ВЫБРАННЫЙ ОТРЫВОК =
Если жизнь утверждается как самодовлеющее созерцание, противопоставленное конфликтам, то меняется и статус веры: если неверие основывает представление о случайности всего сущего на частных наблюдениях, то вера утверждает себя как принцип закономерных изменений, органических и аффицирующих, способных менять человека и меняться очевидным образом прямо на глазах: чудо веры и чудо ее восприятия совпадают.
Представление о событийности в мире собственности как о безысходных губительных конфликтах распространяется и на интерпретацию священной истории. М.Д. Муретов развивает версию предательства Иуды, в которой Иуда не был рабом намерений, но напротив, попытался опровергнуть все чужие намерения как ложные, но поневоле, уничтожая структуру чужих намерений, он стал выступать как моралист. Говоря терминами Гегеля, Иуда не смог произвести никакого положительного синтеза, потому что отрицание одних намерений механически ведёт к торжеству других намерений, опровержения тезиса другим собственным тезисом, а не антитезисом, не приводит к синтезу. Отсюда печальная судьба собственника и сребролюбца Иуды.

ЗАДАНИЕ 1 =
Согласуются ли с отрывком о вере и предательстве Иуды утверждения (a), (b) и (c)? Для каждого ответьте «да» или «нет» и приведите решающие слова отрывка дословно.
(a) В версии Муретова Иуда был рабом намерений.
(b) Неверие выводит представление о случайности всего сущего из частных наблюдений.
(c) Иуде удалось произвести положительный синтез.
ЗАДАНИЕ 2 =
Перепишите фрагмент отрывка о вере и предательстве Иуды от «Если жизнь утверждается» до «ее восприятия совпадают.», заменив «неверие» на «сомнение».
ЗАДАНИЕ 3 =
Продолжите отрывок о вере и предательстве Иуды после его последнего предложения.

ДАННЫЕ =

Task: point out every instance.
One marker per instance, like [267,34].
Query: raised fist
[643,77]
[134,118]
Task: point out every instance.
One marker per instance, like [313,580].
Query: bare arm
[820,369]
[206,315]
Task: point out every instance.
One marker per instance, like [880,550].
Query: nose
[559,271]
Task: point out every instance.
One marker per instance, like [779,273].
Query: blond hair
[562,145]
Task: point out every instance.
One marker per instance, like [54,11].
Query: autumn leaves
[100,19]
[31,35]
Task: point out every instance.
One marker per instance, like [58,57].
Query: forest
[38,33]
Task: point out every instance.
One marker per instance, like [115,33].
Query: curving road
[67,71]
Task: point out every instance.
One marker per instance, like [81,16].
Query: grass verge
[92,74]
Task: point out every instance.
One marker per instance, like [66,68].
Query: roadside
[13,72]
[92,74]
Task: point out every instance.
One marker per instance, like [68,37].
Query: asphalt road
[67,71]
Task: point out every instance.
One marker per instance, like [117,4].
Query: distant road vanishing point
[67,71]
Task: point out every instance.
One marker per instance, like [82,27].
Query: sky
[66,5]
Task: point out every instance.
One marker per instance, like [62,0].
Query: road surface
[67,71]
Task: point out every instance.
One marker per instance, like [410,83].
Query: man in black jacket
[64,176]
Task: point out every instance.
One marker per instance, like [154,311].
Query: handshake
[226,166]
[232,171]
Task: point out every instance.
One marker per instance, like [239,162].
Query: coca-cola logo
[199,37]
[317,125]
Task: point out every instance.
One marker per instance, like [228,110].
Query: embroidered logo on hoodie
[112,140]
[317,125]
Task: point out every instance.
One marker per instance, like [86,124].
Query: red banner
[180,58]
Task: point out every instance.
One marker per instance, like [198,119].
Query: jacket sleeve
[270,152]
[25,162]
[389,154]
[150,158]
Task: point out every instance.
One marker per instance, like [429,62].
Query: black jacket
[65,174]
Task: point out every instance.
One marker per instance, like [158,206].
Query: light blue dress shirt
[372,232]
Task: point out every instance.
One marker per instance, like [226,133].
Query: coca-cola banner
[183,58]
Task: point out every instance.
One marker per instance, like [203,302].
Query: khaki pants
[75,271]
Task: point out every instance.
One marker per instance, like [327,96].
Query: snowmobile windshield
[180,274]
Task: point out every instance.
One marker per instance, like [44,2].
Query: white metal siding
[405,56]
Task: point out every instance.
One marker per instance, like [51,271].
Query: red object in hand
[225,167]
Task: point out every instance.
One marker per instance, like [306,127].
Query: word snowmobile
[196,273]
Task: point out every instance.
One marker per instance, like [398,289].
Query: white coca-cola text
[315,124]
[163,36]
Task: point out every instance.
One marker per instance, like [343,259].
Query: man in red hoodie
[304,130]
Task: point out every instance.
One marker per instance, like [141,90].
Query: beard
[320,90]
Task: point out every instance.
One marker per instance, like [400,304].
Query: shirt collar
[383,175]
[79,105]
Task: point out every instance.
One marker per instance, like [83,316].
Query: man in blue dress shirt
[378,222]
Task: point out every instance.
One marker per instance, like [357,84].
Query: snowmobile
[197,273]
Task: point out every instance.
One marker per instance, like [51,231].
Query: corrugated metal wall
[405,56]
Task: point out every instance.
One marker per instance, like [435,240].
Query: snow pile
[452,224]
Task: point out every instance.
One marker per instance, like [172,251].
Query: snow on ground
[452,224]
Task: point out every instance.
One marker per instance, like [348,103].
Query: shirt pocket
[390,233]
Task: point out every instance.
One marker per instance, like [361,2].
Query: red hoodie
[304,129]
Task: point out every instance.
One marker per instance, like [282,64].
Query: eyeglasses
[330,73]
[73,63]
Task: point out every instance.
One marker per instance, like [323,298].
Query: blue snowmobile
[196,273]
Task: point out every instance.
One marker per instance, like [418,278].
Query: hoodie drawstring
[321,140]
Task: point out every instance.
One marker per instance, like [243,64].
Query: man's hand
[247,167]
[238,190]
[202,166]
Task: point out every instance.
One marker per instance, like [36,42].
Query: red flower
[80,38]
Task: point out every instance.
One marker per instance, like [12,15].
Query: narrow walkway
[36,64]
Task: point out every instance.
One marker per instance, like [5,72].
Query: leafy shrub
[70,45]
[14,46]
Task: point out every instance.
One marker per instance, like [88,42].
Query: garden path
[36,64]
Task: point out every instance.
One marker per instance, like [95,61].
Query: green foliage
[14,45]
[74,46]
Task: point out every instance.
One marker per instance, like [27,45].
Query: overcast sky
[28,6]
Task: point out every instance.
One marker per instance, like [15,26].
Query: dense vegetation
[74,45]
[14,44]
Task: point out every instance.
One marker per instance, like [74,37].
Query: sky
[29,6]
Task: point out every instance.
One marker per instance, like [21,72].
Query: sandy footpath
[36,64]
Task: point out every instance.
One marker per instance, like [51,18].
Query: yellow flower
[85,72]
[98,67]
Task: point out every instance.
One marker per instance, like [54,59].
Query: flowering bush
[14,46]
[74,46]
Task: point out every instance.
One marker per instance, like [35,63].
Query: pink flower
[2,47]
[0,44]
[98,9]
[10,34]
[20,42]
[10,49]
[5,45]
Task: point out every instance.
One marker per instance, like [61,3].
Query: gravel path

ОТВЕТ К ЗАДАНИЮ 1 =
(a) Нет: «Иуда не был рабом намерений».
(b) Да: «неверие основывает представление о случайности всего сущего на частных наблюдениях».
(c) Нет: «Иуда не смог произвести никакого положительного синтеза».

ОТВЕТ К ЗАДАНИЮ 2 =
Если жизнь утверждается как самодовлеющее созерцание, противопоставленное конфликтам, то меняется и статус веры: если сомнение основывает представление о случайности всего сущего на частных наблюдениях, то вера утверждает себя как принцип закономерных изменений, органических и аффицирующих, способных менять человека и меняться очевидным образом прямо на глазах: чудо веры и чудо ее восприятия совпадают.

ОТВЕТ К ЗАДАНИЮ 3 =
Согласно Муретову, омовение ног ученикам было главным скандалом для Иуды, и спровоцировавшим его предательство: он увидел в этом незаслуженную милость для всех, и после этого уже не мог мыслить жизнь, сама жизнь стала для него скандальной, и он превратился в предателя и казначея ценностей [Муретов, 1906, c. 40]. Предательство сведено к привычкам собственности и отвычке к синтезу.
Тезис-антитезис-синтез
Итак, тезис должен позволить справиться с наивным присвоением собственности, антитезис – осознать неустойчивость прежде устойчивых свойств и понятий, а синтез как органический процесс показать, что вещи и отношения к ним не поддаются готовым классификациям. Такое гегельянство, без прямых ссылок на Гегеля, многих рассматриваемых авторов, напоминает позднейшее французское гегельянство Кожева, Валя и Ипполита, которые поняли синтез как переизобретение всеобщего достоинства человека. Так триада Гегеля служила новому пониманию органического, как не относящегося к отношениям собственности, но при этом живого и аффицирующего.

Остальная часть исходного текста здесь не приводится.